(ASSIGNMENT): Print the records below word for word, beginning with the first line and ending once the line containing "rough mask: <svg" is printed.

(Stored records):
-=-=-

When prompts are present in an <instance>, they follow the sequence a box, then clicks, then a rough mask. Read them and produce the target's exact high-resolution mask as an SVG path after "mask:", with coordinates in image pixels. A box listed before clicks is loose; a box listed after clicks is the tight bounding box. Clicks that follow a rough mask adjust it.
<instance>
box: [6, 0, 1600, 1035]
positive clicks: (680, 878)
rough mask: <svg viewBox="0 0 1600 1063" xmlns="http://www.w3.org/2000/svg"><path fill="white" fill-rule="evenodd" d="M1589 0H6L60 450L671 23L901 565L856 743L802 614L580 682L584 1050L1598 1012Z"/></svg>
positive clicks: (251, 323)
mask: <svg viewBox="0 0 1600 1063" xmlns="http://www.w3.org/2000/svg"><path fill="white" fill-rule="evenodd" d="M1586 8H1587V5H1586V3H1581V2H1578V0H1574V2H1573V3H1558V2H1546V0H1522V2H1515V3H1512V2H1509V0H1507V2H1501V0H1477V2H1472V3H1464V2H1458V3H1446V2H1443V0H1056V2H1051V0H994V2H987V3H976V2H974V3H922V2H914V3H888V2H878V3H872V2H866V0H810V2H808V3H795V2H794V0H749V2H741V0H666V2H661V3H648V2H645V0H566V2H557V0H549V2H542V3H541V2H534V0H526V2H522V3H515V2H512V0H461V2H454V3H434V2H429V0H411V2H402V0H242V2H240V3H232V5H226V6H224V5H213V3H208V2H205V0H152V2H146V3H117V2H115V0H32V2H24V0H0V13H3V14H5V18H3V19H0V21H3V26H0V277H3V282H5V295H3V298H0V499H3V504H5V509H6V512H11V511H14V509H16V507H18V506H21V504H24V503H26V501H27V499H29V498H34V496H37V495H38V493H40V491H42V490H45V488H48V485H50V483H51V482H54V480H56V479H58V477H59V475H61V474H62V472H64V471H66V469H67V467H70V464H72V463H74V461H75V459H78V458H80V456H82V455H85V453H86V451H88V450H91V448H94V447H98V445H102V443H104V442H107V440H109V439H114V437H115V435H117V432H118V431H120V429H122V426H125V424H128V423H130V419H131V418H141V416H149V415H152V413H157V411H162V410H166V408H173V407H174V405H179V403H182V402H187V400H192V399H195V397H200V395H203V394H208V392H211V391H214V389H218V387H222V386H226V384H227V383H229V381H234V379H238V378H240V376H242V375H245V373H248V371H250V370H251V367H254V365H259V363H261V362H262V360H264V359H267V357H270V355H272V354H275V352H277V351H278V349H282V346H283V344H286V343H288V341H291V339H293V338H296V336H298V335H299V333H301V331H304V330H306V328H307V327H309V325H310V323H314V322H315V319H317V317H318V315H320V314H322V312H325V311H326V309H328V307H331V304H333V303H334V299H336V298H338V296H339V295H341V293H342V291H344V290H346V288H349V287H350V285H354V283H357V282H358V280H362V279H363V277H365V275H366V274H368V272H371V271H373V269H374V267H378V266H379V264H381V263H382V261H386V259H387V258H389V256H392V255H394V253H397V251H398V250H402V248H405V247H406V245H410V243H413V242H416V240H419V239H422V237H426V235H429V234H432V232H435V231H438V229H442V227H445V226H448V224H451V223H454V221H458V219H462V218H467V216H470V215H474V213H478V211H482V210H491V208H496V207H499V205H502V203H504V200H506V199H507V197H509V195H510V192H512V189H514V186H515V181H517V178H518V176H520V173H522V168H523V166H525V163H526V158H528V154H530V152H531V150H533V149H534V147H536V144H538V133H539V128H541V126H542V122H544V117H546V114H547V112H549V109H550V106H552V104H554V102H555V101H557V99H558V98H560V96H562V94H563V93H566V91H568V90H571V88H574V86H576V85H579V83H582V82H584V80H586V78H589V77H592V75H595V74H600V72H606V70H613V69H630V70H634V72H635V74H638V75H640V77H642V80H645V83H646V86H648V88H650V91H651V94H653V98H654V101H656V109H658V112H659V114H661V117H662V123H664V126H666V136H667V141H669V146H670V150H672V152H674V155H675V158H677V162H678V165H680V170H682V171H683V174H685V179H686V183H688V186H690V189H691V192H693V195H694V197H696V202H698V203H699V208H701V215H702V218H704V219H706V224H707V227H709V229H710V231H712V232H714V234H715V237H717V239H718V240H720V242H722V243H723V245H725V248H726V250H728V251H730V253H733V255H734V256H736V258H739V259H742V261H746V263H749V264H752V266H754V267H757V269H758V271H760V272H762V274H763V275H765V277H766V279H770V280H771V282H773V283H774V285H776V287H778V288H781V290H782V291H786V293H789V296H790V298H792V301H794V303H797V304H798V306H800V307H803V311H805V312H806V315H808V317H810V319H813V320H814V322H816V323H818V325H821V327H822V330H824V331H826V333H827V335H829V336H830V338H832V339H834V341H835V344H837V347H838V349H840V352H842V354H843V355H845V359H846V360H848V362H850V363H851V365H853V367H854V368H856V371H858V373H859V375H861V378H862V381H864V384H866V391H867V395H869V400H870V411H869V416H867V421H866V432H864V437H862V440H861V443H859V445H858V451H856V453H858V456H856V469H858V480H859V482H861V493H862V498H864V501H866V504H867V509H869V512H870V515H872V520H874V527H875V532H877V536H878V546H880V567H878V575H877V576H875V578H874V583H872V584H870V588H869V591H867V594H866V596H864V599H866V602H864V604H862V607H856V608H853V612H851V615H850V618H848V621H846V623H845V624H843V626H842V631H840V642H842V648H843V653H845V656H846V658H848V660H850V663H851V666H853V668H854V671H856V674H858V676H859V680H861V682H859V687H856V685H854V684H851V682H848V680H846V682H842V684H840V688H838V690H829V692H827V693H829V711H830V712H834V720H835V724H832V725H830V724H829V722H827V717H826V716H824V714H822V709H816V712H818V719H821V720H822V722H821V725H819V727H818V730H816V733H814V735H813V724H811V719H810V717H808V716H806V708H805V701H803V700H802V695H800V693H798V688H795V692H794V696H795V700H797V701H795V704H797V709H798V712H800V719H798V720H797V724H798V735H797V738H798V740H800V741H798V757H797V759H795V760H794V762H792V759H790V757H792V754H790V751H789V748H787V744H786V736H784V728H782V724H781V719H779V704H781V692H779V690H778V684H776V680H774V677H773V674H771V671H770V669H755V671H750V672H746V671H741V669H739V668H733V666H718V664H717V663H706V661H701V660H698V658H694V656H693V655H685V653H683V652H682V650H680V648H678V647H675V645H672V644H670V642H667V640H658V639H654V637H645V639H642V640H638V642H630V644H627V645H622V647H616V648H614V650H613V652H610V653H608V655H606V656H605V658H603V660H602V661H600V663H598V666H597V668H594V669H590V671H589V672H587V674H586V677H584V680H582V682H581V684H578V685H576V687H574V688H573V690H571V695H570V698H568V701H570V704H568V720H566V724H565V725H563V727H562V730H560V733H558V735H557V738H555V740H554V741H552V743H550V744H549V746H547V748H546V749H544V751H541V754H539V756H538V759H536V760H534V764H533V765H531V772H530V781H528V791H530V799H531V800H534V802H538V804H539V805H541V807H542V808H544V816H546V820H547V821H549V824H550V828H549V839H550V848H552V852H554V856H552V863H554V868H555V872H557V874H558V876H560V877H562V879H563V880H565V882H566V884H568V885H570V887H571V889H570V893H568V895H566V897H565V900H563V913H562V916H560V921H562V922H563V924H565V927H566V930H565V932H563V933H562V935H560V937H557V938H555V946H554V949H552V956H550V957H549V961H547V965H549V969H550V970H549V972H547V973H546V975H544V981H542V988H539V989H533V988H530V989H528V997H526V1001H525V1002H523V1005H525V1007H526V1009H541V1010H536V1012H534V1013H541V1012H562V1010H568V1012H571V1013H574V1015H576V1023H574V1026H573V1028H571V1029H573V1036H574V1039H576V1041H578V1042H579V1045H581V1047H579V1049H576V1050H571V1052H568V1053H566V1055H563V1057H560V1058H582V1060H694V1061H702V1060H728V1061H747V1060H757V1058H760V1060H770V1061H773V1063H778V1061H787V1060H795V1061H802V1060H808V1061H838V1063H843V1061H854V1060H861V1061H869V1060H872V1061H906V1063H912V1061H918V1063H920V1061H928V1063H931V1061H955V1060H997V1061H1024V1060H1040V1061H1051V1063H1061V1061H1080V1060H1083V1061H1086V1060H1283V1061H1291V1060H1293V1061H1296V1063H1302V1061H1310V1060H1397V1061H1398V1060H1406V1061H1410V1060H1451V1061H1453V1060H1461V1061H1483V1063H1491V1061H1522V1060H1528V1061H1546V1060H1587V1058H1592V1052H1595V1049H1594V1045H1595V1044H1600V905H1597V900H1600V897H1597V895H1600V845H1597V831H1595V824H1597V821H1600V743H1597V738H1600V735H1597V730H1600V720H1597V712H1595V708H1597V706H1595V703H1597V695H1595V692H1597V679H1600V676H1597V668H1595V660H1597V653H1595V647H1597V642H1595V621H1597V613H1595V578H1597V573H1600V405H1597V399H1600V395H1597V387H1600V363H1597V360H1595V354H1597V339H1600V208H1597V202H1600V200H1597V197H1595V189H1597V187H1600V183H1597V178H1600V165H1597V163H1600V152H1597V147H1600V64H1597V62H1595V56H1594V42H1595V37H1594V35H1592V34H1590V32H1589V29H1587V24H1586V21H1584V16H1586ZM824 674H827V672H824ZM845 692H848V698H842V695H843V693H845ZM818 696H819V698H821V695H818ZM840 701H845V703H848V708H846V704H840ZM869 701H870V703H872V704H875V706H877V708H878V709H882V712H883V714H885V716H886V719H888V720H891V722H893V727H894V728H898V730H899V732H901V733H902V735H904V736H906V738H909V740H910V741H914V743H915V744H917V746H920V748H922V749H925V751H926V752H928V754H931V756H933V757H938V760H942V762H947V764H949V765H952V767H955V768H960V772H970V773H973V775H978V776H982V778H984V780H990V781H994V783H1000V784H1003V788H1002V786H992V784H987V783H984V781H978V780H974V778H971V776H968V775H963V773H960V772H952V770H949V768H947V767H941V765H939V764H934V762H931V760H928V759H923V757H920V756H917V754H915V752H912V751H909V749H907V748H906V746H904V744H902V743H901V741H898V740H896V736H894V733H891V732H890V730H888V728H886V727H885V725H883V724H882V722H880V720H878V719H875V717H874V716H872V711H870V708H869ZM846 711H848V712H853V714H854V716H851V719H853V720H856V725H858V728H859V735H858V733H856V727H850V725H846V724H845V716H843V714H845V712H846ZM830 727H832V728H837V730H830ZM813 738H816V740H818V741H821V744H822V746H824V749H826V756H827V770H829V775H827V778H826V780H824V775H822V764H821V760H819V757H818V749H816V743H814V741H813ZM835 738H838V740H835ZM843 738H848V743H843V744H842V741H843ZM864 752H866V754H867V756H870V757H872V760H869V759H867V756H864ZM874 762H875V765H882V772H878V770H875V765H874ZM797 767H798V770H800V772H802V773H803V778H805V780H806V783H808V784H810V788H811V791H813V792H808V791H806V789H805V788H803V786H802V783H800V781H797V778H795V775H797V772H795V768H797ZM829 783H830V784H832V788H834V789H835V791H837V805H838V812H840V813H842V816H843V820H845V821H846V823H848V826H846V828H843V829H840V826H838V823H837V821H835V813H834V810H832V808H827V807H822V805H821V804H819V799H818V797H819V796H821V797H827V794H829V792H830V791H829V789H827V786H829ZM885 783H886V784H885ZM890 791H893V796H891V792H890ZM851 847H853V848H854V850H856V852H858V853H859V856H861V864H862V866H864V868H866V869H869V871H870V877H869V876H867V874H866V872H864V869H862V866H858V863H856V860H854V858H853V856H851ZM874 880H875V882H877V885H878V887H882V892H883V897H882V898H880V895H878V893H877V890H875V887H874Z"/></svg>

-=-=-

(ANSWER TO THIS EXERCISE):
When prompts are present in an <instance>, they follow the sequence a box, then clicks, then a rough mask. Read them and produce the target's exact high-resolution mask as an SVG path after "mask:", with coordinates in image pixels. A box listed before clicks is loose; a box listed after clicks is the tight bounding box. Clicks that follow a rough mask adjust it.
<instance>
box: [6, 0, 1600, 1035]
positive clicks: (680, 878)
rough mask: <svg viewBox="0 0 1600 1063" xmlns="http://www.w3.org/2000/svg"><path fill="white" fill-rule="evenodd" d="M1589 0H6L60 450L671 23L901 565L856 743L802 614L580 682L584 1050L1598 1012Z"/></svg>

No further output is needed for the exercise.